[START TEXT EXCERPT]

- Born: December 20, 1706 Gargunnock, Scotland
- Died: December 3, 1767 (aged 60) Keswick, Virginia
- Occupations: Planter and guardian of Thomas Jefferson

= John Harvie Sr. =

Scottish-born Virginia planter (1706–1767)

John Harvie, often called Colonel John Harvie (1706-1767), was raised in Stirlingshire, Scotland and immigrated to the Thirteen Colonies. He settled in Albemarle County, Virginia by 1735 and purchased Belmont that was a plantation near Shadwell and Keswick, Virginia. He had close relationships with his neighbors the Jeffersons and was the guardian of future president Thomas Jefferson for some years after Jefferson's father died.

[END TEXT EXCERPT]
[START DATA LINES]

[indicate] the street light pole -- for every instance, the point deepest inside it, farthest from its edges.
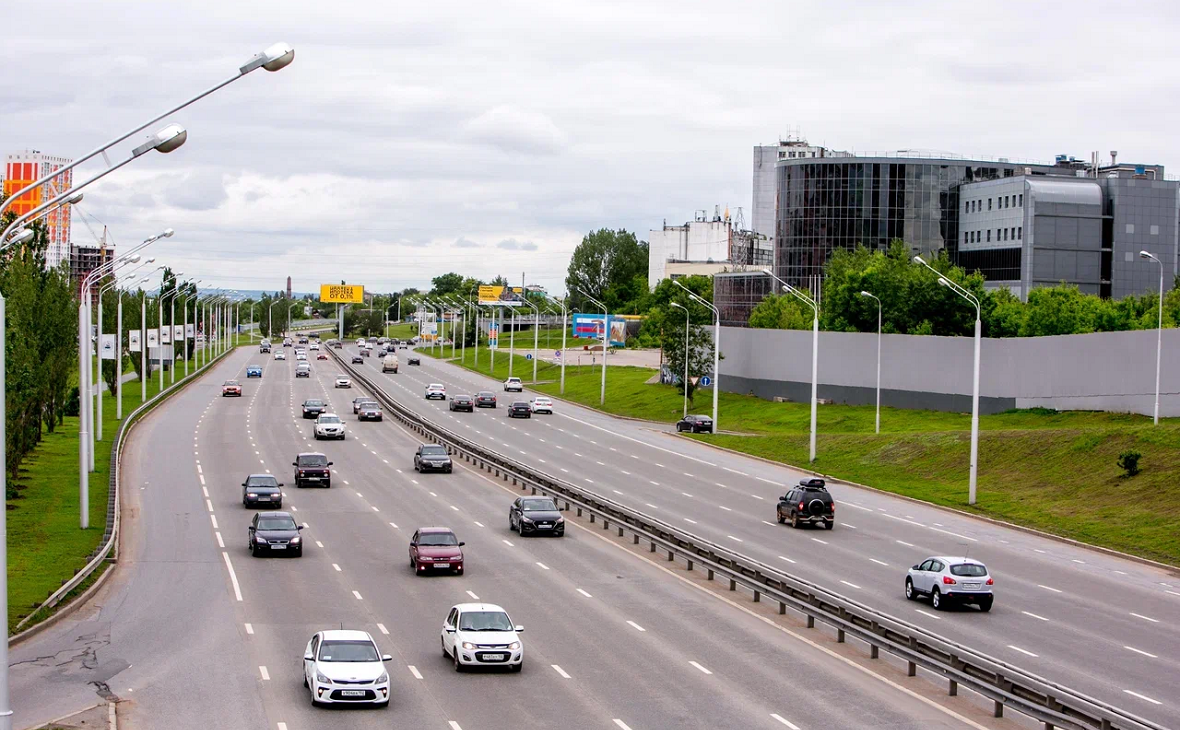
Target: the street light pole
(605, 343)
(878, 357)
(814, 306)
(975, 375)
(1159, 337)
(686, 354)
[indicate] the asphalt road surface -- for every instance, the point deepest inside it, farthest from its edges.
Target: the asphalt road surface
(194, 632)
(1099, 624)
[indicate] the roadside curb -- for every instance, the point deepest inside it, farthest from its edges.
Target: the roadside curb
(991, 520)
(72, 605)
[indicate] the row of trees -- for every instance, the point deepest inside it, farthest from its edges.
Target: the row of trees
(912, 302)
(41, 347)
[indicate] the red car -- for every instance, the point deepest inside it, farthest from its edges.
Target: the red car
(436, 548)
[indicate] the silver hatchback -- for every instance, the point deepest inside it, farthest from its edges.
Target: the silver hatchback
(950, 580)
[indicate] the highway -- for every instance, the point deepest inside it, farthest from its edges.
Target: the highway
(194, 632)
(1096, 623)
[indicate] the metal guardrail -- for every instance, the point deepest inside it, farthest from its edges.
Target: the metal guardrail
(111, 533)
(1005, 684)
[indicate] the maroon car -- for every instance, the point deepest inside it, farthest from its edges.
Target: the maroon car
(436, 548)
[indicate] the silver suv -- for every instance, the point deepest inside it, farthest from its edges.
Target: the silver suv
(950, 580)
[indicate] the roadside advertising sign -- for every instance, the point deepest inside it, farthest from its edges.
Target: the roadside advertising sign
(341, 294)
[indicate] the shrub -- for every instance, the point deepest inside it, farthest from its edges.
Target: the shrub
(1128, 461)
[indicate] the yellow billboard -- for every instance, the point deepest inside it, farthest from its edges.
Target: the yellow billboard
(341, 294)
(502, 296)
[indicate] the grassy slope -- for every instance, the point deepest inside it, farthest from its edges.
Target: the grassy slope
(45, 544)
(1049, 471)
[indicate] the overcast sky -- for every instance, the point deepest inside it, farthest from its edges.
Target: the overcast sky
(410, 139)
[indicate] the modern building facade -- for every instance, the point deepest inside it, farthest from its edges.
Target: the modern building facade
(928, 201)
(21, 169)
(705, 245)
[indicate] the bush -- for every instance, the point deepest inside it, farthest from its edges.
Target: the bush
(1128, 461)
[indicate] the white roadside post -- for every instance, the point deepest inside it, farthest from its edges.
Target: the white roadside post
(684, 383)
(716, 355)
(814, 306)
(878, 357)
(975, 375)
(1159, 337)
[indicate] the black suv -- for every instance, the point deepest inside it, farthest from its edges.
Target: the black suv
(312, 468)
(810, 502)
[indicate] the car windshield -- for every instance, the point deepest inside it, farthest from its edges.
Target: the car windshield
(276, 523)
(485, 620)
(971, 570)
(348, 651)
(437, 538)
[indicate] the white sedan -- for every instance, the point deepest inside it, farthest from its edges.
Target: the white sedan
(346, 666)
(329, 426)
(482, 635)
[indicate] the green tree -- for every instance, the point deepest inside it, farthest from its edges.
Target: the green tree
(605, 265)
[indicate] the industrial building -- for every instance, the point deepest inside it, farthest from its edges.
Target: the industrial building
(1080, 221)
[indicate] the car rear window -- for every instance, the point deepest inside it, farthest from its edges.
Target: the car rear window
(971, 570)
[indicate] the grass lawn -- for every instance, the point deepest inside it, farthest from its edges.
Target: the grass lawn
(1054, 472)
(45, 543)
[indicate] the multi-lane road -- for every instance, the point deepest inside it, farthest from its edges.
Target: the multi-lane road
(192, 632)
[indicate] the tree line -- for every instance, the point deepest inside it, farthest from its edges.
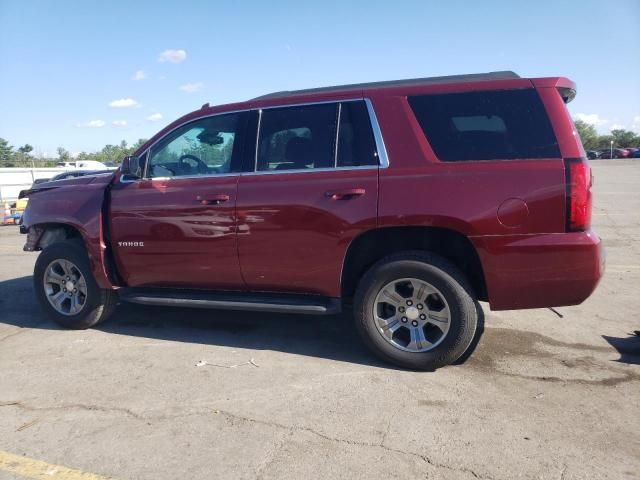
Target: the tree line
(592, 140)
(23, 156)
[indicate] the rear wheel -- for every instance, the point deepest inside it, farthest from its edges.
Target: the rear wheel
(66, 289)
(416, 310)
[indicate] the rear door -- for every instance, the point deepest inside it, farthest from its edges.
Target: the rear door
(312, 189)
(177, 226)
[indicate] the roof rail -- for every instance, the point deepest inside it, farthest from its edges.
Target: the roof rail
(473, 77)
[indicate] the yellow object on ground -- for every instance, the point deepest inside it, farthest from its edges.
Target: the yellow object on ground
(31, 468)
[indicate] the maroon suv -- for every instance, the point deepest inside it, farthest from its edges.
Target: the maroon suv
(410, 200)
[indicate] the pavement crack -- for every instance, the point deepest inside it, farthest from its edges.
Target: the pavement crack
(291, 429)
(297, 428)
(72, 406)
(18, 332)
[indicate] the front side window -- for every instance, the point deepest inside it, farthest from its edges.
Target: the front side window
(203, 147)
(487, 125)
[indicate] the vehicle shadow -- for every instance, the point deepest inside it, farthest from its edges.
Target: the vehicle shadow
(332, 337)
(627, 347)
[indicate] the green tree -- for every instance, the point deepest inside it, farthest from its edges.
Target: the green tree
(63, 155)
(6, 151)
(624, 138)
(588, 134)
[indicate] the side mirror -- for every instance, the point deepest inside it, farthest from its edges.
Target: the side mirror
(131, 168)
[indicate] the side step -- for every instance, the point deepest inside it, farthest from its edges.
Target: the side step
(250, 301)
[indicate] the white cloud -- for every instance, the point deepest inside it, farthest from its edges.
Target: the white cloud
(192, 87)
(91, 124)
(172, 56)
(124, 103)
(139, 75)
(591, 118)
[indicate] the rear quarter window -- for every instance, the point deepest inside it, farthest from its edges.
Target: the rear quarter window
(488, 125)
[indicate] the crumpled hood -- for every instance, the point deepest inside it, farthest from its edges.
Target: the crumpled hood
(76, 182)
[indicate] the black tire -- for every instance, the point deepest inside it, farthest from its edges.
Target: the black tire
(441, 274)
(98, 304)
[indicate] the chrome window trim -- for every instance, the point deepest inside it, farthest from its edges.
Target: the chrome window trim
(261, 172)
(255, 156)
(335, 146)
(381, 149)
(309, 170)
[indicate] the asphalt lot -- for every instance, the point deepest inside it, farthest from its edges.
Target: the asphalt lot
(541, 396)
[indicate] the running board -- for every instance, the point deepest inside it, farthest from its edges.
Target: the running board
(256, 302)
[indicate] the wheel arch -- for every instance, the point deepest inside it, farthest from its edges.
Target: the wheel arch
(48, 233)
(375, 244)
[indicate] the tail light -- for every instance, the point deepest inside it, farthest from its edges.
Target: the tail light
(579, 181)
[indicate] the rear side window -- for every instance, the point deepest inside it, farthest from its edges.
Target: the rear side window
(356, 145)
(295, 138)
(324, 135)
(488, 125)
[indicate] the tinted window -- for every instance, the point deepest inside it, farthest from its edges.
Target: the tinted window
(356, 146)
(202, 147)
(294, 138)
(503, 124)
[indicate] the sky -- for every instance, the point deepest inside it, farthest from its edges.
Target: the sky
(82, 74)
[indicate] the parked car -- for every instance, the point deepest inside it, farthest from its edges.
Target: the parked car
(38, 181)
(617, 153)
(410, 200)
(632, 151)
(78, 173)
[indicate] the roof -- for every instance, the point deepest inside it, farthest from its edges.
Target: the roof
(474, 77)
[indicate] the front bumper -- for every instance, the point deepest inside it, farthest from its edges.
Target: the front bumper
(536, 271)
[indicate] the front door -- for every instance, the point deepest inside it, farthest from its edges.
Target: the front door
(314, 188)
(176, 227)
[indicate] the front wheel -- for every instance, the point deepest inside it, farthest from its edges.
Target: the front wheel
(416, 310)
(66, 289)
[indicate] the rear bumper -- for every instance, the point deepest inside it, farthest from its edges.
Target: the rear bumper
(536, 271)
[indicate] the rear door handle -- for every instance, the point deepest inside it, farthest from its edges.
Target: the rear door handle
(214, 199)
(345, 194)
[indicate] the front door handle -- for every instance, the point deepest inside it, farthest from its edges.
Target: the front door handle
(345, 194)
(214, 199)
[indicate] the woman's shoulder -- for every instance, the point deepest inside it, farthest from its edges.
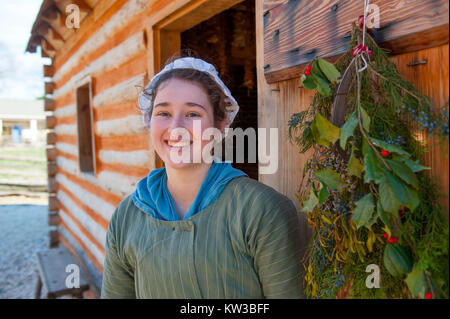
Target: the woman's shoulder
(256, 193)
(125, 211)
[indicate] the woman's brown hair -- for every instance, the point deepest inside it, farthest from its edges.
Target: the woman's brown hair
(212, 89)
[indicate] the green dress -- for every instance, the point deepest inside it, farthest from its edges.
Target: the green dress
(245, 244)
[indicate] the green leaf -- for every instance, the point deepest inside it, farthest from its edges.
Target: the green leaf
(310, 202)
(323, 131)
(383, 216)
(347, 129)
(322, 85)
(372, 168)
(323, 194)
(309, 83)
(365, 119)
(363, 213)
(354, 166)
(413, 165)
(404, 194)
(389, 147)
(404, 172)
(328, 69)
(416, 282)
(330, 178)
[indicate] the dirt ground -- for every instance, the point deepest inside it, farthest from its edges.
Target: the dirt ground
(24, 230)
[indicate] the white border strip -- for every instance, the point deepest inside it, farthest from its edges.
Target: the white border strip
(95, 203)
(129, 125)
(118, 21)
(96, 230)
(74, 228)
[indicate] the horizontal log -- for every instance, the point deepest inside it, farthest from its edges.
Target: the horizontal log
(52, 203)
(50, 122)
(51, 154)
(54, 238)
(51, 138)
(297, 31)
(52, 185)
(49, 104)
(49, 87)
(49, 71)
(52, 169)
(53, 219)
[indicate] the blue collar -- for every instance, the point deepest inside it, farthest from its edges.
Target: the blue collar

[END DATA LINES]

- **THINGS TO DO**
(a) Reproduce the stretch of the John Harvie Sr. text from "- Born: December" through "Virginia planter (1706–1767)".
(b) Translate this sentence from the John Harvie Sr. text into Spanish: "John Harvie, often called Colonel John Harvie (1706-1767), was raised in Stirlingshire, Scotland and immigrated to the Thirteen Colonies."
(c) Answer these questions using the John Harvie Sr. text.
(i) In what place was he born?
(ii) By what year had he settled in Albemarle County, Virginia?
(iii) What was Belmont?

- **REPLIES**
(a)
- Born: December 20, 1706 Gargunnock, Scotland
- Died: December 3, 1767 (aged 60) Keswick, Virginia
- Occupations: Planter and guardian of Thomas Jefferson

= John Harvie Sr. =

Scottish-born Virginia planter (1706–1767)

(b) John Harvie, a menudo llamado coronel John Harvie (1706-1767), se crió en Stirlingshire, Escocia, y emigró a las Trece Colonias.

(c)
(i) Gargunnock, Scotland
(ii) 1735
(iii) A plantation near Shadwell and Keswick, Virginia